> _WHAT NEEDS TO BE DONE_: Swap every "pixel coordinates" in the listing below for "image coordinates", leaving all other text as it is.

Position annotation records:
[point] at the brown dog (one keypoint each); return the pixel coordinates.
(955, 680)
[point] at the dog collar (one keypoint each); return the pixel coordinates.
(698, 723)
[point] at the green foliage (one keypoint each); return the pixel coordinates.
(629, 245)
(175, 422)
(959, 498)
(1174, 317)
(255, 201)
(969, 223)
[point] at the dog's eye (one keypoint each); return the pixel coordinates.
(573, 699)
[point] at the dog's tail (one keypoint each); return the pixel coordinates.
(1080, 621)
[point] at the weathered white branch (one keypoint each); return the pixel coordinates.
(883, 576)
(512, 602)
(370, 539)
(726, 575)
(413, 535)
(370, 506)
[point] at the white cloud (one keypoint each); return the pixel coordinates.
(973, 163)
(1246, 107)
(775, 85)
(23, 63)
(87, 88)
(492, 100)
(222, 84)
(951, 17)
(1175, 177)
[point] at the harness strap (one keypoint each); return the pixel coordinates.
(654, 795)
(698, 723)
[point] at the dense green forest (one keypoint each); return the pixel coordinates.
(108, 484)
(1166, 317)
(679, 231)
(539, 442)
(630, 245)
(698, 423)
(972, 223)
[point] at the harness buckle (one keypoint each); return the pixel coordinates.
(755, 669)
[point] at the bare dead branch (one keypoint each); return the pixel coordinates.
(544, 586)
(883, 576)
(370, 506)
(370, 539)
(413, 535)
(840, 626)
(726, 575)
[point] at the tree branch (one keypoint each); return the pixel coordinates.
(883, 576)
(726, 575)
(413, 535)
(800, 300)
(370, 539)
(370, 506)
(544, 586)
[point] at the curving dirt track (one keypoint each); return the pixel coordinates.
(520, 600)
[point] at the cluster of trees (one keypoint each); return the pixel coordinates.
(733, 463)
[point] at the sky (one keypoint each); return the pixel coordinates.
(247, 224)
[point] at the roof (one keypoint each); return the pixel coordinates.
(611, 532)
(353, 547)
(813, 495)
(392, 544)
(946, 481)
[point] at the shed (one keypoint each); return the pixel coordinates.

> _RESPONSE TO THE TASK_:
[point] at the brown dog (one keypoint each); return the image coordinates.
(955, 680)
[point] at the dog collar (one keypoint each); return the image coordinates.
(698, 723)
[point] at the green foliage (one keypoint each); return the image coordinates.
(629, 245)
(175, 422)
(959, 498)
(1174, 317)
(255, 201)
(969, 223)
[point] at the dog's eye (one keypoint each); return the image coordinates.
(573, 699)
[point] at the dog's tail (one keypoint each); return the image coordinates.
(1080, 621)
[point] at the weathered white branch (one keypoint each); return the image coordinates.
(883, 576)
(512, 602)
(370, 539)
(726, 575)
(413, 535)
(370, 506)
[point] at the white cloud (one keypoint each); return the image coordinates.
(973, 163)
(1246, 107)
(775, 85)
(23, 63)
(87, 88)
(492, 100)
(222, 84)
(951, 17)
(1175, 177)
[point] at the harness strap (one keypoint each); return the image coordinates.
(654, 795)
(698, 723)
[point] at the dense green forest (one keypoint each); return the image coordinates.
(108, 484)
(1166, 317)
(679, 231)
(539, 442)
(630, 245)
(698, 423)
(972, 223)
[point] at the harness buckle (one keypoint each); return the image coordinates.
(755, 669)
[point] at the bare dead branch (one keypoint each); return the image coordinates.
(544, 586)
(883, 576)
(370, 506)
(370, 539)
(413, 535)
(840, 626)
(726, 575)
[point] at the tree branch (one keypoint each); return the image coordinates.
(883, 576)
(726, 575)
(413, 535)
(800, 300)
(370, 539)
(370, 506)
(544, 586)
[point] at the curving dirt track (one keypoint each); return the image coordinates.
(520, 600)
[point] at the cluster of trees (one keypoint each); return the image coordinates.
(733, 463)
[point] at the sky (one keypoint each); return the image coordinates.
(247, 224)
[point] at the roof (one keypoint each); return the image coordinates.
(611, 532)
(353, 547)
(813, 495)
(392, 544)
(946, 481)
[point] at the shed (one keypoint each); return the image coordinates.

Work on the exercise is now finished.